━━ Text shown ━━

She continues, “We have to do what it takes to protect our family.”
The Lus aren’t alone as they struggle with keeping their children safe from accidental exposure to peanuts. Approximately one million children in the U.S. are affected by peanut allergy, and only one out of five of these children will outgrow their allergy according to the U.S. Food and Drug Administration (FDA).
A NEW TREATMENT OPTION
“Up until now, one of the only approaches to managing a peanut allergy has been to avoid peanuts and products made from peanuts altogether,” says Geoff Conner, MD, a local doctor and allergy specialist. “But that’s easier said than done. It’s tough to avoid contact with products with peanuts every minute of every day.”
Earlier this year, the FDA approved a drug to help treat children with peanut allergies, and Dr. Conner has received certification to provide the treatment to his patients. Palforzia has been approved to treat children from 4 to 17 years old who have peanut allergies. “It is not a cure — I want to make that clear,” he says. “It is a treatment designed to ‘desensitize.’ It helps adjust the immune system so that it won’t react as severely in the case the child has an accidental exposure.”
In a year-long trial published in the New England Journal of Medicine, 67 percent of children with confirmed allergy were able to tolerate 600 mg of a peanut protein by the end of a study period compared to four percent of patients in the placebo group. “Again, the treatment isn’t designed to allow a person to eat peanuts and peanut butter,” Dr. Conner cautions. “But for some children with confirmed peanut allergies, it may help reduce the risk of a potentially life-threatening allergic reaction.”
The treatment starts in the physician’s office where the patient is closely monitored. The drug itself comes in premeasured capsules. Patients ingest controlled, increasing amounts of the drug mixed with food over a period of time.
“On the first day, we start out with administering half a milligram of a peanut protein powder mixed with a food product, and we monitor our patient for 30 minutes,” he explains. “If the patient tolerates that first dose, we administer a second dose [1 mg] and monitor for another 30 minutes. There are about five levels on that first day.”

━━━
━━ Data excerpts ━━

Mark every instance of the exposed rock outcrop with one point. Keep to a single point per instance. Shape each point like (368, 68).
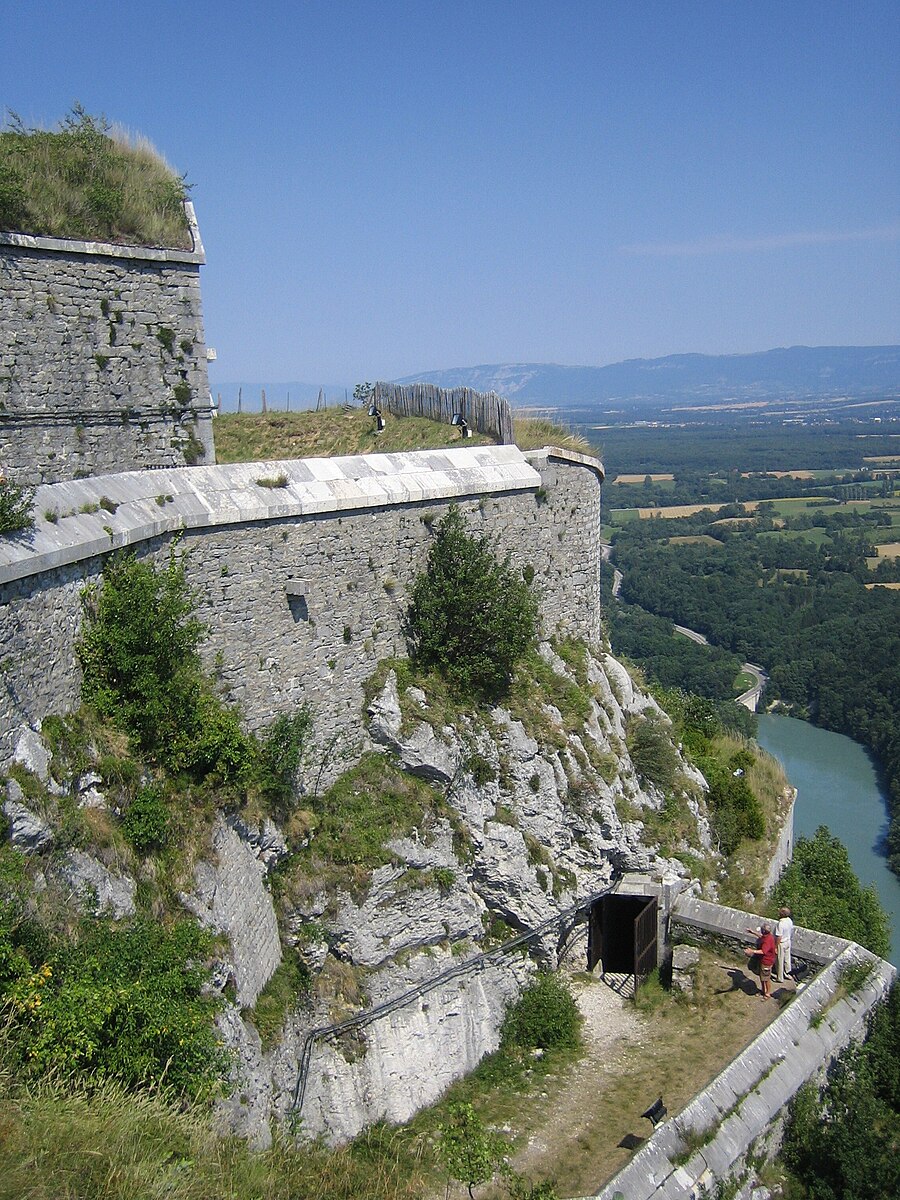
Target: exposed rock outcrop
(551, 811)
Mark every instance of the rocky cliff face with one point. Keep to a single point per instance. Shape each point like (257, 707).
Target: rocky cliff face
(539, 805)
(549, 821)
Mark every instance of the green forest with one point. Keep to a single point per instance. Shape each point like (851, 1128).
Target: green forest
(790, 588)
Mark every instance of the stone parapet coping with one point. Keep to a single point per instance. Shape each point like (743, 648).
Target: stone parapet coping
(747, 1099)
(573, 456)
(113, 250)
(149, 503)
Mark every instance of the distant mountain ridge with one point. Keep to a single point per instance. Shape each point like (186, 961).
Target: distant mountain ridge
(793, 371)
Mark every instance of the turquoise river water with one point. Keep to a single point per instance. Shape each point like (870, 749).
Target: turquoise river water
(838, 786)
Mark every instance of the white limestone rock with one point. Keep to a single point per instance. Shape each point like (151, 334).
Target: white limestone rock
(33, 754)
(28, 832)
(231, 897)
(99, 888)
(400, 915)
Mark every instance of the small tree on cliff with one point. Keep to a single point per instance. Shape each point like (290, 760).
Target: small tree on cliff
(472, 616)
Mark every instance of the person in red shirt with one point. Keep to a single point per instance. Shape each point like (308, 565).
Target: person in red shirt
(767, 953)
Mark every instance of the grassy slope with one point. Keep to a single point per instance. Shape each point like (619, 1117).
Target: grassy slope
(87, 180)
(257, 437)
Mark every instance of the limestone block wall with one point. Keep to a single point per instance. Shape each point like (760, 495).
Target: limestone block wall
(305, 586)
(102, 358)
(739, 1115)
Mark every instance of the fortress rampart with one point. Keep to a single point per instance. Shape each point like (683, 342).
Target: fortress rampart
(102, 358)
(304, 586)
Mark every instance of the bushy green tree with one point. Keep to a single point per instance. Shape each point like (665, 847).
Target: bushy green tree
(472, 1153)
(142, 671)
(649, 743)
(822, 891)
(120, 1002)
(545, 1017)
(16, 502)
(472, 616)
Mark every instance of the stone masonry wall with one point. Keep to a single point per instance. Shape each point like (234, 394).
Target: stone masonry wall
(102, 359)
(271, 646)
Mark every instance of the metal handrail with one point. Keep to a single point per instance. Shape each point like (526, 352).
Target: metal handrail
(400, 1001)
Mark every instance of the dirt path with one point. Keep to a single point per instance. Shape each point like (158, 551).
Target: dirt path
(612, 1029)
(586, 1122)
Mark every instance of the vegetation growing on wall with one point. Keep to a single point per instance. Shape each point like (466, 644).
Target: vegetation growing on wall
(102, 1001)
(89, 180)
(841, 1145)
(16, 507)
(472, 616)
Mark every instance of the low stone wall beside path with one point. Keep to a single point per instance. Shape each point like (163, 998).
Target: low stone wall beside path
(741, 1113)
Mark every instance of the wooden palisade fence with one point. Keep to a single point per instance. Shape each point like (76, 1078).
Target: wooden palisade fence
(485, 412)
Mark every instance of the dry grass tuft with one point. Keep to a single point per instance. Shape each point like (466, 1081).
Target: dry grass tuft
(90, 180)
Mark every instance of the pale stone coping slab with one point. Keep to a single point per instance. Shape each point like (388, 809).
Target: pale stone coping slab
(713, 918)
(747, 1098)
(113, 250)
(573, 456)
(203, 497)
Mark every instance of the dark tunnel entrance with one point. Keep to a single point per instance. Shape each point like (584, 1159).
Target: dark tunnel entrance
(623, 935)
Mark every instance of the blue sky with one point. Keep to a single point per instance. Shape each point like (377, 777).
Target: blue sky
(387, 187)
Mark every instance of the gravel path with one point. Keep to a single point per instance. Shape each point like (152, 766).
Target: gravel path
(611, 1029)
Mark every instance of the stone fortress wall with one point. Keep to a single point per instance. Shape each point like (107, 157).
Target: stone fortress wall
(304, 586)
(102, 358)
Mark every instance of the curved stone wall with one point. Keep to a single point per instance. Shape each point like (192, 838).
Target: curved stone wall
(305, 585)
(102, 358)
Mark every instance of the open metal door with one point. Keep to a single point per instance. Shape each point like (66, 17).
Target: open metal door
(623, 935)
(595, 934)
(646, 941)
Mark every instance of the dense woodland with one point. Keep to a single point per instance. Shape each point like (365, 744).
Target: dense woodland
(797, 606)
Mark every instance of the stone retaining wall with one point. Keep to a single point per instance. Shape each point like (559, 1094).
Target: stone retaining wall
(102, 358)
(739, 1115)
(304, 586)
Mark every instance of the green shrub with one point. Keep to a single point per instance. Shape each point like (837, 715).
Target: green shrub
(16, 507)
(288, 985)
(281, 753)
(472, 1153)
(735, 810)
(822, 891)
(649, 743)
(147, 821)
(121, 1002)
(545, 1017)
(142, 671)
(472, 616)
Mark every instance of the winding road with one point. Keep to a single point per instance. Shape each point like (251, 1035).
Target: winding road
(750, 699)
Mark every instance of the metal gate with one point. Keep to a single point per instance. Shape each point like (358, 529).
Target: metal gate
(623, 935)
(646, 939)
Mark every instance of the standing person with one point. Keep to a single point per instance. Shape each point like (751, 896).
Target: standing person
(784, 929)
(767, 953)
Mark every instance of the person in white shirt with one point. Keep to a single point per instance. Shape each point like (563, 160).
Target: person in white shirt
(784, 929)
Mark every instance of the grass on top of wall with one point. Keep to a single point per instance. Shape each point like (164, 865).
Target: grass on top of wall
(99, 1141)
(89, 180)
(259, 437)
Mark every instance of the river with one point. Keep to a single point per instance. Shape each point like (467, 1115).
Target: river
(837, 785)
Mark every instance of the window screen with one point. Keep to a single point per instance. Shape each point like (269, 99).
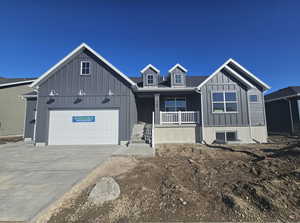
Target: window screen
(85, 67)
(224, 102)
(253, 98)
(150, 79)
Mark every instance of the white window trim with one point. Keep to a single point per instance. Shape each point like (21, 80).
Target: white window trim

━━━

=== Directions for this task ===
Revise the peanut allergy text from "In a year-long" up to and including "period of time.", putting "control group" in place of "placebo group". Rely only on the text for what comes next.

=== Written solution ===
In a year-long trial published in the New England Journal of Medicine, 67 percent of children with confirmed allergy were able to tolerate 600 mg of a peanut protein by the end of a study period compared to four percent of patients in the control group. “Again, the treatment isn’t designed to allow a person to eat peanuts and peanut butter,” Dr. Conner cautions. “But for some children with confirmed peanut allergies, it may help reduce the risk of a potentially life-threatening allergic reaction.”
The treatment starts in the physician’s office where the patient is closely monitored. The drug itself comes in premeasured capsules. Patients ingest controlled, increasing amounts of the drug mixed with food over a period of time.